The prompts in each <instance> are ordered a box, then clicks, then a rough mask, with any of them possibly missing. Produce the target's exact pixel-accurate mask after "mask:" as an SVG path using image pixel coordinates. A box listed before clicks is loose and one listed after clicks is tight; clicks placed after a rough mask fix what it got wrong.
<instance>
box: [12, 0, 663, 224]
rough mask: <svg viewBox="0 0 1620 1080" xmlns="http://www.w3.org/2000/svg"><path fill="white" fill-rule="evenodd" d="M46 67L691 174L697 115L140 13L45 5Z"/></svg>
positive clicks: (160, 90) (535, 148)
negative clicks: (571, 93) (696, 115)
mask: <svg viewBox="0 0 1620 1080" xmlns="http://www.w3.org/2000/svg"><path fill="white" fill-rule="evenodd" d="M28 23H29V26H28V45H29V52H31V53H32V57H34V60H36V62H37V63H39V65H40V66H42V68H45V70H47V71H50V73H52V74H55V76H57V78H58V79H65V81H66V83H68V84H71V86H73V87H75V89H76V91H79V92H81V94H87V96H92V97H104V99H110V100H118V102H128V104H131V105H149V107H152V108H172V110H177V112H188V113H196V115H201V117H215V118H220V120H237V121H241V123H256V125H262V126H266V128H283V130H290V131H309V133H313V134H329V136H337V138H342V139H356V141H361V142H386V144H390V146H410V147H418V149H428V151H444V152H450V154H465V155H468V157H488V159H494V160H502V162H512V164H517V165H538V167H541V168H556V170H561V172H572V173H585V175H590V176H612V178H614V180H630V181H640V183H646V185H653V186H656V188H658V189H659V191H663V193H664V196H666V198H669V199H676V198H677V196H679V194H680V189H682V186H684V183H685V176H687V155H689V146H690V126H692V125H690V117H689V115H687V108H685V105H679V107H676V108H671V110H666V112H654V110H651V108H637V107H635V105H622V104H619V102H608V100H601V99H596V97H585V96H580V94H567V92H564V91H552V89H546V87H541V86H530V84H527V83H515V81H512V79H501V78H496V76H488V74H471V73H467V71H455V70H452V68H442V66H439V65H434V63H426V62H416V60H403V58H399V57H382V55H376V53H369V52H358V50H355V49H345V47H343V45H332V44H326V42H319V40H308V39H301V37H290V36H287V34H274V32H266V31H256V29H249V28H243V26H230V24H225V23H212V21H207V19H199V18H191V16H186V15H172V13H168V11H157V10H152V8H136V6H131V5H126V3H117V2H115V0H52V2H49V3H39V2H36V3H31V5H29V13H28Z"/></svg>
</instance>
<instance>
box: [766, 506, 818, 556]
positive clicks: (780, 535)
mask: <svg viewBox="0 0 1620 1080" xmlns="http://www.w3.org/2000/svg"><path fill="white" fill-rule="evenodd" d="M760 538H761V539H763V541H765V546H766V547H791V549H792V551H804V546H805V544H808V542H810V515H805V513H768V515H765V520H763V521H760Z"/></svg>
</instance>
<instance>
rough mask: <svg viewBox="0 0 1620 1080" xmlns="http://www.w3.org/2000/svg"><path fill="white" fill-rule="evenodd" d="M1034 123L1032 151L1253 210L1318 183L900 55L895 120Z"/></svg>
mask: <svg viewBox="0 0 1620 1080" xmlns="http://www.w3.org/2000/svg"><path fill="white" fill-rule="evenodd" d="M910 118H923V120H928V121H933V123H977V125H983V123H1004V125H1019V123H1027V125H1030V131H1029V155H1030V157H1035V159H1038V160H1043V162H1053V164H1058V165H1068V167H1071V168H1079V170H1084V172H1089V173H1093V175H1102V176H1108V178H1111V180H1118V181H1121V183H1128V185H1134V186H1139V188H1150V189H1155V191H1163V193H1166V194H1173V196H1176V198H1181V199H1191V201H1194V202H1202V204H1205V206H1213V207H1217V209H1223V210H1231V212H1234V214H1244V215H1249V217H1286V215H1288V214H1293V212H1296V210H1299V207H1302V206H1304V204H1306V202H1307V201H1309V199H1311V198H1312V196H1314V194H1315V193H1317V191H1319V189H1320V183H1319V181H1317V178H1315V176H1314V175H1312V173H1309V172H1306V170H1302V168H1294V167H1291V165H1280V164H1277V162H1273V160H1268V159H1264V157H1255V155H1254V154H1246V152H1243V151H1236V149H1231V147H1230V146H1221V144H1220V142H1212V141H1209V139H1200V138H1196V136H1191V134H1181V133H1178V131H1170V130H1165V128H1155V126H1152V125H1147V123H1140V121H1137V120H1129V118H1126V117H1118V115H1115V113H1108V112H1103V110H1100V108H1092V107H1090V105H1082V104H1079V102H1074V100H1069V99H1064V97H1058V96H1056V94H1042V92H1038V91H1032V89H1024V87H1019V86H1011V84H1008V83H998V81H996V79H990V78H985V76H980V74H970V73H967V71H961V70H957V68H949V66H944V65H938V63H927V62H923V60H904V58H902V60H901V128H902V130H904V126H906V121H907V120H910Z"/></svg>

______________________________

> [Assignment] All entries must come back exactly as they were written.

> [Answer for the task]
The prompts in each <instance> are ordered a box, then clicks, then a rough mask, with any of them possibly missing. Produce the target's exact pixel-accurate mask after "mask:" as an SVG path using image pixel coordinates. A box listed before clicks is loose and one listed after clicks is tight; clicks placed after a rough mask fix what it got wrong.
<instance>
box: [12, 0, 663, 224]
rough mask: <svg viewBox="0 0 1620 1080" xmlns="http://www.w3.org/2000/svg"><path fill="white" fill-rule="evenodd" d="M46 67L691 174L697 115L140 13L45 5Z"/></svg>
positive clicks: (160, 90) (535, 148)
negative clicks: (571, 93) (696, 115)
mask: <svg viewBox="0 0 1620 1080" xmlns="http://www.w3.org/2000/svg"><path fill="white" fill-rule="evenodd" d="M28 23H29V26H28V45H29V52H31V53H32V57H34V60H36V62H37V63H39V65H40V66H42V68H45V70H47V71H50V73H52V74H55V76H57V78H58V79H65V81H66V83H68V84H71V86H73V87H75V89H76V91H79V92H81V94H87V96H92V97H104V99H110V100H118V102H128V104H131V105H149V107H152V108H172V110H177V112H188V113H196V115H201V117H215V118H220V120H237V121H241V123H256V125H262V126H266V128H283V130H290V131H309V133H313V134H329V136H337V138H342V139H356V141H361V142H386V144H390V146H410V147H418V149H428V151H444V152H450V154H465V155H468V157H488V159H494V160H502V162H512V164H517V165H538V167H541V168H556V170H561V172H572V173H585V175H590V176H612V178H614V180H630V181H640V183H646V185H653V186H656V188H658V189H659V191H663V193H664V196H666V198H669V199H676V198H677V196H679V194H680V189H682V186H684V183H685V176H687V155H689V146H690V126H692V125H690V117H689V115H687V108H685V105H679V107H676V108H671V110H666V112H654V110H651V108H637V107H635V105H622V104H619V102H608V100H601V99H596V97H585V96H580V94H567V92H564V91H552V89H546V87H541V86H530V84H527V83H515V81H512V79H501V78H496V76H488V74H471V73H467V71H455V70H452V68H442V66H439V65H434V63H426V62H416V60H403V58H399V57H382V55H376V53H369V52H358V50H355V49H345V47H343V45H332V44H326V42H319V40H308V39H301V37H290V36H287V34H274V32H266V31H256V29H249V28H243V26H230V24H225V23H212V21H207V19H199V18H191V16H186V15H172V13H168V11H157V10H152V8H136V6H131V5H126V3H117V2H115V0H52V2H49V3H39V2H36V3H31V5H29V13H28Z"/></svg>
</instance>
<instance>
box: [766, 506, 818, 556]
positive clicks: (780, 535)
mask: <svg viewBox="0 0 1620 1080" xmlns="http://www.w3.org/2000/svg"><path fill="white" fill-rule="evenodd" d="M760 538H761V539H763V541H765V546H766V547H791V549H792V551H804V546H805V544H808V542H810V515H805V513H768V515H765V520H763V521H760Z"/></svg>
</instance>
<instance>
rough mask: <svg viewBox="0 0 1620 1080" xmlns="http://www.w3.org/2000/svg"><path fill="white" fill-rule="evenodd" d="M1034 123L1032 151L1253 210L1318 183L900 55L895 120Z"/></svg>
mask: <svg viewBox="0 0 1620 1080" xmlns="http://www.w3.org/2000/svg"><path fill="white" fill-rule="evenodd" d="M910 118H923V120H928V121H933V123H977V125H983V123H1004V125H1019V123H1027V125H1030V131H1029V155H1030V157H1035V159H1038V160H1043V162H1053V164H1058V165H1068V167H1071V168H1079V170H1084V172H1089V173H1093V175H1102V176H1108V178H1111V180H1118V181H1121V183H1128V185H1134V186H1139V188H1150V189H1155V191H1163V193H1166V194H1173V196H1176V198H1181V199H1191V201H1194V202H1202V204H1205V206H1213V207H1217V209H1223V210H1231V212H1234V214H1244V215H1249V217H1286V215H1288V214H1293V212H1296V210H1299V207H1302V206H1304V204H1306V202H1307V201H1309V199H1311V198H1312V196H1314V194H1315V193H1317V191H1319V189H1320V183H1319V181H1317V178H1315V176H1314V175H1312V173H1309V172H1306V170H1302V168H1294V167H1291V165H1280V164H1277V162H1273V160H1268V159H1264V157H1255V155H1254V154H1246V152H1243V151H1236V149H1231V147H1230V146H1221V144H1220V142H1212V141H1209V139H1200V138H1196V136H1191V134H1181V133H1178V131H1170V130H1165V128H1155V126H1152V125H1147V123H1140V121H1137V120H1129V118H1126V117H1118V115H1115V113H1108V112H1103V110H1100V108H1092V107H1090V105H1082V104H1079V102H1074V100H1069V99H1064V97H1058V96H1056V94H1042V92H1038V91H1032V89H1024V87H1019V86H1011V84H1008V83H998V81H996V79H990V78H985V76H980V74H970V73H967V71H961V70H957V68H949V66H944V65H938V63H927V62H923V60H904V58H902V60H901V128H902V130H904V126H906V121H907V120H910Z"/></svg>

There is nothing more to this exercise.